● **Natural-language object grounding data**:
══════════════════════════════

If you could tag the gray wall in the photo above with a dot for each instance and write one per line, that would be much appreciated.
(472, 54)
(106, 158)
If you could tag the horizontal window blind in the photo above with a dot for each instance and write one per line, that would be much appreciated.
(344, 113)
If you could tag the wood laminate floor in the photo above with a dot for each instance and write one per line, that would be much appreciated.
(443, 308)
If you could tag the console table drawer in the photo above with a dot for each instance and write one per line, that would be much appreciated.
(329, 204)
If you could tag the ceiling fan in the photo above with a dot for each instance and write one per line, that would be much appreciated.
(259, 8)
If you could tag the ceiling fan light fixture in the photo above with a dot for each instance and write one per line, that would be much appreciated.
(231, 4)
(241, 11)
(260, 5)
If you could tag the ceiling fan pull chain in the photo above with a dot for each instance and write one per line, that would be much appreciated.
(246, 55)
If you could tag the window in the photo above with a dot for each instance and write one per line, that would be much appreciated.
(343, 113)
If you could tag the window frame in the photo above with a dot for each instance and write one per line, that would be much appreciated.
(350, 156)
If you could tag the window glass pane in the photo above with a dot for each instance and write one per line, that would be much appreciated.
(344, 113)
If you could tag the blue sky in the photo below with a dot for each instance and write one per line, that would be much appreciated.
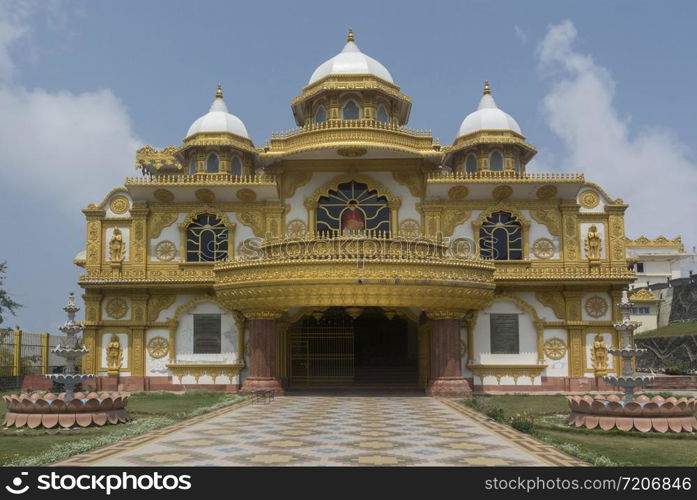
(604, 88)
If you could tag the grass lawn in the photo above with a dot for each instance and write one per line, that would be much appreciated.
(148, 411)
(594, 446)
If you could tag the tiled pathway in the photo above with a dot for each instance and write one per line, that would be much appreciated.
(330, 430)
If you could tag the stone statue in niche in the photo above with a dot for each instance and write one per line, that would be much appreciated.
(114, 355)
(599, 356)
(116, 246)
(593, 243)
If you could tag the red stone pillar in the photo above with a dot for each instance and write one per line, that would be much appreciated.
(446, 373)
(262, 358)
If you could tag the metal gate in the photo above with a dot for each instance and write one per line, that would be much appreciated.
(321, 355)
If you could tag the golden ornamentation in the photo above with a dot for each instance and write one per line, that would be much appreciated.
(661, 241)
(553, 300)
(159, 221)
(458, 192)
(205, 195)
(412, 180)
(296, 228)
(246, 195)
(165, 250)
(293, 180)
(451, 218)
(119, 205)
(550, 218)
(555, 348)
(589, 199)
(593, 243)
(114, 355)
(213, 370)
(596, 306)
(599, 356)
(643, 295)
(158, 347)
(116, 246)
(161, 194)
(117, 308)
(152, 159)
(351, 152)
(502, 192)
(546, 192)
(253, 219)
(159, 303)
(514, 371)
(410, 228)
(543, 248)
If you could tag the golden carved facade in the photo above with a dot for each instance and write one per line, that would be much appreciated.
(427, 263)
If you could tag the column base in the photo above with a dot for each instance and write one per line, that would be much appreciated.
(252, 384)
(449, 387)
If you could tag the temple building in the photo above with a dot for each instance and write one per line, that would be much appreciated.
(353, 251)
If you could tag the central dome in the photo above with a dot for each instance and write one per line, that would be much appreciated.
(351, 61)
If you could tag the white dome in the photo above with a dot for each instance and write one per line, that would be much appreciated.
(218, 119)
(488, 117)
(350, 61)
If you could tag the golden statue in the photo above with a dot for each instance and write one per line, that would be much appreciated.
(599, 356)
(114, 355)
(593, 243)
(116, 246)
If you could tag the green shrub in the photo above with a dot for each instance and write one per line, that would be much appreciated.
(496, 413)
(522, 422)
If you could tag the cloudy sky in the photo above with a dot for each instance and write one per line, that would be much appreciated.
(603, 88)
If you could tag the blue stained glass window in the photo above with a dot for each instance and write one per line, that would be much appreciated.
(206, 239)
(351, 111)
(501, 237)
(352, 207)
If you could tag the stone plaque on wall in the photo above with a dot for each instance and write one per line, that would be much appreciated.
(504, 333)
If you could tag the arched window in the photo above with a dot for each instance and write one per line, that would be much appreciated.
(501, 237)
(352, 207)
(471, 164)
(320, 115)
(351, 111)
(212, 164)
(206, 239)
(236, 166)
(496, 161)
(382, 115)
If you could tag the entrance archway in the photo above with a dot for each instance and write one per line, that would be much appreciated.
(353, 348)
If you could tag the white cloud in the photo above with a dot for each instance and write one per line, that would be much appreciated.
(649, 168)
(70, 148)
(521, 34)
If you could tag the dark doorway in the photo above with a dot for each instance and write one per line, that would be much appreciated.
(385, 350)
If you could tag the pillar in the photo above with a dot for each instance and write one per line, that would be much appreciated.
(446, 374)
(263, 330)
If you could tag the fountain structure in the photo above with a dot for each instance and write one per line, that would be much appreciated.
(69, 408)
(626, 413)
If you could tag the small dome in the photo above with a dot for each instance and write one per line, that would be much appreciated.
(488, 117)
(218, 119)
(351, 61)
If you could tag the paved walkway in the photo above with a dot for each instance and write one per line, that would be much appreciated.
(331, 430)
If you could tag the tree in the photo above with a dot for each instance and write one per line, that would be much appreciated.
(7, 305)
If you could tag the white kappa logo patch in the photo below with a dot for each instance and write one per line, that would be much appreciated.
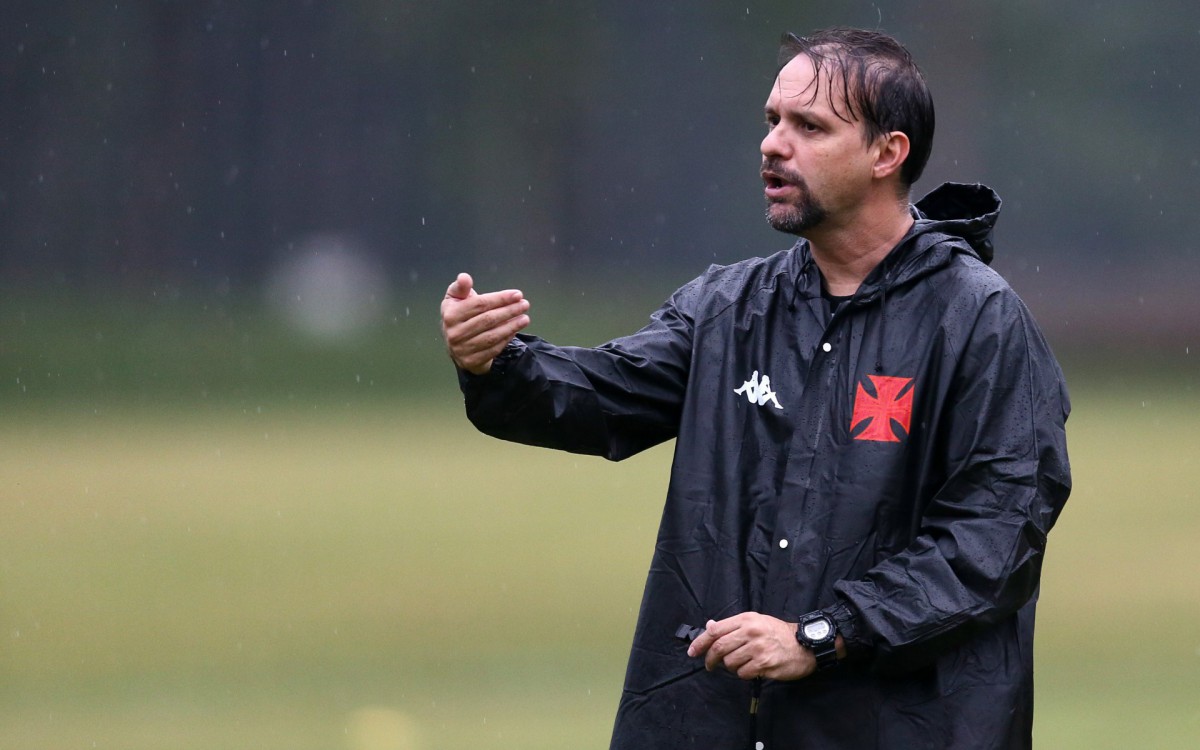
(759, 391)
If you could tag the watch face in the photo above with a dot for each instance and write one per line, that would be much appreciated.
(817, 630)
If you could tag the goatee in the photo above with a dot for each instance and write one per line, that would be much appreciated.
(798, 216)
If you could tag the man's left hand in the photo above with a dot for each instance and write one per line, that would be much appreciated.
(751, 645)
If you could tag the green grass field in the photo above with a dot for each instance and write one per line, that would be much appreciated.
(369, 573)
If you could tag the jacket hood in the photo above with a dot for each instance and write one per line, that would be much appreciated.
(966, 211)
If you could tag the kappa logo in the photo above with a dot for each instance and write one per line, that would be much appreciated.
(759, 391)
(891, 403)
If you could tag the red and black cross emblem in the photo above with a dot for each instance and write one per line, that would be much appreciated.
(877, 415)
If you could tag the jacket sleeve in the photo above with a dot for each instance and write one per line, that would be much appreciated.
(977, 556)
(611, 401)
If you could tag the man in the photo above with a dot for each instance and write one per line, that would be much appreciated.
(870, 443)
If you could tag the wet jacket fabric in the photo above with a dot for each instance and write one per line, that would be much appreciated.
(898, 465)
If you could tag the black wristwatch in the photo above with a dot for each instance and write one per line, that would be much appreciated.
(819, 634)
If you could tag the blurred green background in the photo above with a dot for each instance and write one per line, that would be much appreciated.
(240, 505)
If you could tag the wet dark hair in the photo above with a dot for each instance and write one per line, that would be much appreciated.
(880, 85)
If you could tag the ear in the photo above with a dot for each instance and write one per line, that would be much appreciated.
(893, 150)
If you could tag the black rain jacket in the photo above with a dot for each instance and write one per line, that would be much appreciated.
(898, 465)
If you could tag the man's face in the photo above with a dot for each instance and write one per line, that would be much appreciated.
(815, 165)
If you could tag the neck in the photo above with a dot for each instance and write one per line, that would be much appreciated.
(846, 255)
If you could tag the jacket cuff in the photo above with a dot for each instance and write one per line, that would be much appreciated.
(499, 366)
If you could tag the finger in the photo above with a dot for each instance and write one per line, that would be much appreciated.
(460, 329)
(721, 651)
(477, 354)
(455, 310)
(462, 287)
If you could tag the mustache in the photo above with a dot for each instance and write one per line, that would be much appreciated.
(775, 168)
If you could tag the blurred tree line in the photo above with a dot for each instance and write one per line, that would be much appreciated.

══════════════════════════════

● **INSTRUCTIONS TO FOLLOW**: Restate the preceding entries in full, word for word, with the pictures removed.

● **TASK RESULT**:
If you could tag the gray wall in the photo above with a dot for each instance and write one per line, that would be much appreciated.
(472, 54)
(106, 158)
If you could tag the horizontal window blind in the photo above with a dot for each instance and write one per line, that would be much appreciated.
(344, 113)
If you could tag the wood laminate floor in the photo above with a dot for each instance and write one per line, that would be much appreciated.
(443, 308)
If you could tag the console table drawer in the photo above with a dot for each instance and write one per line, that would be much appreciated.
(329, 204)
If you could tag the ceiling fan in the photo above with a dot for each instance and write one per line, that would be much appreciated.
(259, 8)
If you could tag the ceiling fan light fixture in the photo above with a dot for each instance and write one per line, that would be much appreciated.
(231, 4)
(241, 11)
(260, 5)
If you could tag the ceiling fan pull chain in the photo above with a dot for each instance and write one per line, that would be much appreciated.
(246, 55)
If you could tag the window in the photo above with a dot for each instance and write one per line, that would be much appreciated.
(343, 113)
If you could tag the window frame in the photo above with a dot for each instance and write one per line, that would be much appreciated.
(350, 156)
If you could tag the window glass pane in the photo above with a dot for each instance and write one per line, that would be much appreciated.
(344, 113)
If you could tag the blue sky in the photo below with a dot for each instance and write one per line, that would be much appreciated.
(604, 88)
If you could tag the grass lawn in the photo above with a dot for each instance and write one per line, that would be much appreciated.
(148, 411)
(594, 446)
If you could tag the tiled pathway in the photo above with a dot for each instance and write one per line, that would be much appreciated.
(330, 430)
If you could tag the stone statue in niche in the photo above with a dot for each instance and write one per line, that would be much appreciated.
(114, 355)
(599, 356)
(116, 246)
(593, 243)
If you could tag the red stone pillar in the photo above with a dot for each instance and write one per line, that would be much appreciated.
(446, 373)
(262, 358)
If you could tag the metal gate in the photo above with a dot for each instance and write one per line, that would be much appreciated.
(321, 355)
If you could tag the golden ornamentation in the photo above with a dot for each instance and write one per line, that would be much appreciated.
(661, 241)
(553, 300)
(159, 221)
(458, 192)
(205, 195)
(412, 180)
(296, 228)
(246, 195)
(165, 250)
(293, 180)
(451, 218)
(119, 205)
(550, 218)
(555, 348)
(589, 199)
(593, 243)
(114, 355)
(213, 370)
(596, 306)
(599, 356)
(643, 295)
(158, 347)
(116, 246)
(161, 194)
(117, 308)
(152, 159)
(351, 152)
(502, 192)
(546, 192)
(253, 219)
(159, 303)
(514, 371)
(410, 228)
(543, 248)
If you could tag the golden carved facade in the photo above with a dot for each instance and write one per line, that would be much appreciated.
(427, 263)
If you could tag the column base in the photo above with a dot for each instance and write one per line, that would be much appreciated.
(252, 384)
(449, 387)
If you could tag the temple building in the photo above with a dot for each instance and write one per line, that would be much appreciated.
(353, 251)
If you could tag the central dome in the photo above with a dot for each instance and write one per line, that would be much appreciated.
(351, 61)
If you could tag the white dome in the photo above with a dot for each instance and write one per line, that would be much appreciated.
(218, 119)
(488, 117)
(350, 61)
If you could tag the golden statue in the photo above with a dot for each instance and write one per line, that would be much appreciated.
(599, 356)
(114, 355)
(593, 243)
(116, 246)
If you could tag the green shrub in the photo above with a dot for each instance and write one per line, that would be much appreciated.
(496, 413)
(522, 422)
If you could tag the cloudy sky in the photo above with a dot for each instance and write one per line, that would be much appreciated.
(603, 88)
If you could tag the blue stained glass window in the photo above with a dot for each instance and write one per line, that would be much appreciated.
(206, 239)
(351, 111)
(501, 237)
(352, 207)
If you could tag the stone plaque on wall in the photo above with a dot for each instance and write one per line, that would be much appreciated.
(504, 333)
If you could tag the arched window in the photo above with a dot for each instance and write one per line, that would be much appreciated.
(501, 237)
(352, 207)
(471, 164)
(320, 115)
(351, 111)
(212, 164)
(206, 239)
(236, 166)
(496, 161)
(382, 115)
If you could tag the entrance archway in the photo above with a dot for each instance and write one per line, that would be much appreciated.
(353, 348)
If you could tag the white cloud in the photo above with a dot for each instance and write one per line, that would be much appreciated.
(649, 168)
(70, 148)
(521, 34)
If you could tag the dark doorway in the photo above with a dot for each instance and write one per line, that would be much appreciated.
(385, 350)
If you could tag the pillar in the photo above with a dot for each instance and write one per line, that would be much appreciated.
(446, 374)
(263, 330)
If you could tag the fountain structure in the photo above with a dot for each instance and write one per line, that would be much appreciated.
(69, 408)
(626, 413)
If you could tag the small dome in the photo above with a dot for each instance and write one per line, that would be much appreciated.
(488, 117)
(218, 119)
(351, 61)
If you could tag the paved walkway in the photo above with a dot for each instance and write one per line, that would be much appreciated.
(331, 430)
If you could tag the tree in the photo above with a dot for each instance and write one per line, that would be much appreciated.
(7, 305)
If you could tag the white kappa logo patch in the photo below with a dot for each instance and write one per line, that would be much appreciated.
(759, 391)
If you could tag the watch face in the photo above with a dot for each instance and write one per line, that would be much appreciated.
(817, 630)
If you could tag the goatee in the photo above with a dot for each instance and write one per line, that would be much appreciated.
(798, 216)
If you could tag the man's left hand in the photo above with a dot for each instance and write one per line, that would be much appreciated.
(751, 645)
If you could tag the green grass field in the photo above with a dot for each instance and write one per line, that would be much appreciated.
(369, 573)
If you could tag the jacket hood in the photo above with a dot for each instance and write one per line, that would be much appreciated.
(966, 211)
If you could tag the kappa logo in the photo above with a dot for each instance and write one per line, that would be much appreciated.
(759, 391)
(891, 403)
If you could tag the red and black cross emblem in the photo above with a dot for each instance and write one per line, that would be much appreciated.
(877, 415)
If you could tag the jacket sleeve in the photo above with a dot for each instance and write one per line, that would be much appreciated.
(977, 556)
(611, 401)
If you could tag the man in the photo above with a dot for each instance and write one per line, that would be much appreciated.
(870, 443)
If you could tag the wet jacket fabric in the photo above with a dot for each instance and write one per line, that would be much appreciated.
(898, 465)
If you could tag the black wristwatch in the photo above with a dot for each instance and write one per line, that would be much appreciated.
(819, 634)
If you could tag the blurred green background in the photo above with a dot for each instance and write one per line, that would be much appreciated.
(240, 505)
If you could tag the wet dark hair in the photo above with a dot for each instance and write one per line, that would be much appreciated.
(880, 85)
If you could tag the ear in the photo above with a dot for each instance and write one per line, that would be much appreciated.
(893, 150)
If you could tag the black rain jacket in the photo above with a dot for each instance and write one per line, that would be much appreciated.
(898, 465)
If you could tag the man's face in the photo above with a dot for each instance and write one per line, that would be much appreciated.
(815, 165)
If you could tag the neck in the photo above with a dot for each instance and write one per line, that would be much appreciated.
(846, 255)
If you could tag the jacket cuff in the photo above with a dot for each instance and write one per line, that would be much appreciated.
(499, 366)
If you could tag the finger in the photo above with a dot for each instance and write one per line, that would be much appreciated.
(460, 329)
(721, 651)
(477, 354)
(455, 310)
(462, 287)
If you could tag the mustache in the photo above with a dot for each instance and write one per line, that would be much appreciated.
(775, 168)
If you could tag the blurred tree line in the photo above with a dot for each instance and write one per line, that would be much appreciated.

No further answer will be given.